Home arrow Development Cycles arrow Page 2 - Tame the Beast by Matching Similar Strings

Tame the Beast by Matching Similar Strings

My interest in string similarity stems from a desire for good user interface design. Computers are seen by many as unfriendly, unforgiving beasts that respond unkindly to requests that are almost meaningful. In this article, I demonstrate how computers can be programmed to be more forgiving of their users’ mistakes, with no additional burden on the user such as learning a special query format. Moreover, the techniques described are very widely applicable and often easy to implement.

Author Info:
By: Simon White
Rating: 5 stars5 stars5 stars5 stars5 stars / 39
February 09, 2004
  1. · Tame the Beast by Matching Similar Strings
  2. · Equivalence Methods
  3. · Synonyms and Regular Expressions
  4. · The Soundex Algorithm
  5. · Similarity Ranking Methods
  6. · Editing and Hamming Distances
  7. · Conclusions

print this article

Tame the Beast by Matching Similar Strings - Equivalence Methods
(Page 2 of 7 )

○ ○ ○ ○ ○ ○ ○

◆ Work to do: In the article on matching similar strings, what does the author's interest in string similarity stem from?

○ ○ ○ ○ ○ ○ ○

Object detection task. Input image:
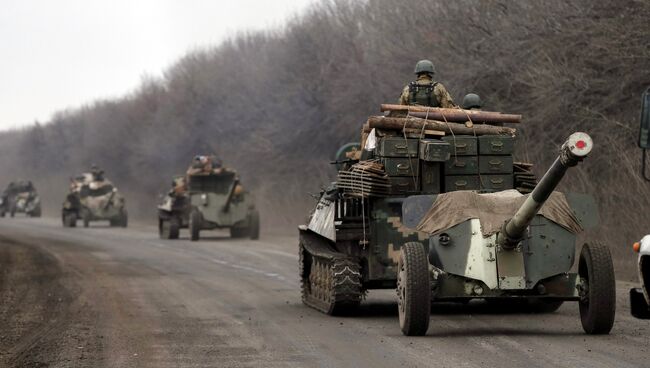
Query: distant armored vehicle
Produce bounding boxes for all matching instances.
[299,107,616,335]
[0,180,41,217]
[61,173,128,227]
[158,156,260,241]
[630,87,650,319]
[158,176,192,239]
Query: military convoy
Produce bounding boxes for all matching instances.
[299,108,615,335]
[158,156,260,241]
[0,180,41,217]
[61,171,128,227]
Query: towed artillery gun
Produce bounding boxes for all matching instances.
[0,180,41,217]
[61,173,128,227]
[630,87,650,319]
[299,107,615,335]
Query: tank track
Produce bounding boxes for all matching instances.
[299,240,364,315]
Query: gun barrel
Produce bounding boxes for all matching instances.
[498,132,593,249]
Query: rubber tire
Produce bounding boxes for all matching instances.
[119,210,129,227]
[158,220,172,239]
[189,209,203,241]
[230,227,250,239]
[248,210,260,240]
[578,242,616,335]
[81,210,90,227]
[63,213,77,227]
[397,242,431,336]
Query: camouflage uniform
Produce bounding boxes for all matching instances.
[399,74,457,108]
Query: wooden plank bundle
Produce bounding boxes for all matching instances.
[381,104,521,123]
[364,116,516,136]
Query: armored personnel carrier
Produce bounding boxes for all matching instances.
[299,106,615,335]
[61,173,128,227]
[170,156,260,241]
[0,180,41,217]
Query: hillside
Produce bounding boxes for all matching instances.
[0,0,650,272]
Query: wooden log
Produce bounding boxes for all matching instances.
[364,116,516,136]
[381,104,521,123]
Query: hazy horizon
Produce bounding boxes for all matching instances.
[0,0,314,131]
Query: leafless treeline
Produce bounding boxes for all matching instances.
[0,0,650,270]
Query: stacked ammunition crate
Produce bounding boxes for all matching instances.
[375,135,514,195]
[443,135,514,192]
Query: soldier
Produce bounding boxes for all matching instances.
[90,164,104,181]
[462,93,483,110]
[399,60,457,108]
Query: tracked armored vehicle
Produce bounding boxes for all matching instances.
[158,176,192,239]
[61,173,128,227]
[0,180,41,217]
[176,155,260,241]
[299,108,615,335]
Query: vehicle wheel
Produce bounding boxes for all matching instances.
[158,220,171,239]
[248,210,260,240]
[397,242,431,336]
[81,210,90,227]
[230,226,250,239]
[578,243,616,335]
[169,218,181,239]
[119,210,129,227]
[189,209,203,241]
[63,213,77,227]
[30,207,41,217]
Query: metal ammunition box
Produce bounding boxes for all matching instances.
[420,161,442,194]
[442,135,478,157]
[445,156,478,175]
[381,157,420,176]
[445,175,481,192]
[480,175,514,191]
[375,137,419,157]
[420,139,451,162]
[478,155,513,174]
[478,135,515,155]
[388,176,420,194]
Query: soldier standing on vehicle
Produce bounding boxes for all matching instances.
[399,60,457,108]
[462,93,483,110]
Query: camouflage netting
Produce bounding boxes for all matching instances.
[417,190,582,236]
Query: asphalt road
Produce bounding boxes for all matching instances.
[0,218,650,368]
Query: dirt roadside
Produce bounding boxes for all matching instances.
[0,236,161,367]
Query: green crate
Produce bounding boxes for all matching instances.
[478,155,513,174]
[375,137,420,157]
[388,176,420,194]
[420,139,451,162]
[478,135,515,155]
[445,156,478,175]
[481,175,514,191]
[420,161,442,194]
[442,135,478,158]
[381,157,420,176]
[445,175,481,192]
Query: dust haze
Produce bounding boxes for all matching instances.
[0,0,650,270]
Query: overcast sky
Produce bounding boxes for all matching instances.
[0,0,315,130]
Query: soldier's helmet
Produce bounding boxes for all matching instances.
[462,93,483,110]
[415,60,436,75]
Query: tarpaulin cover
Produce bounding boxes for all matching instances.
[417,189,582,236]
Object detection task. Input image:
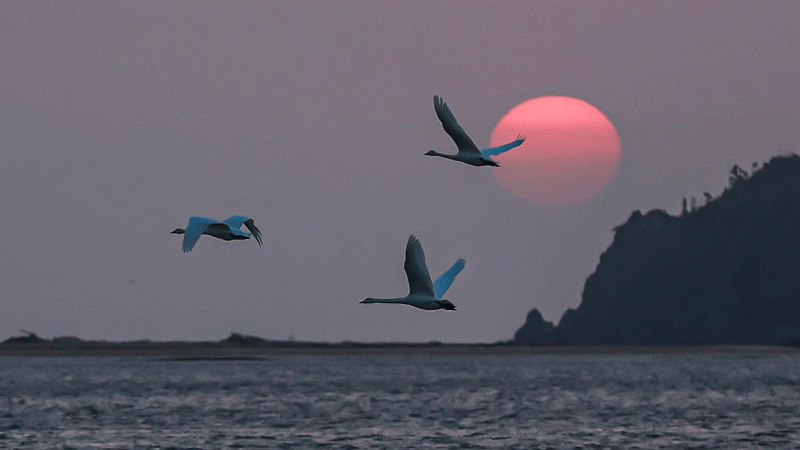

○ ○ ○ ○ ○ ○ ○

◆ Finished exercise: A desire for good user interface design.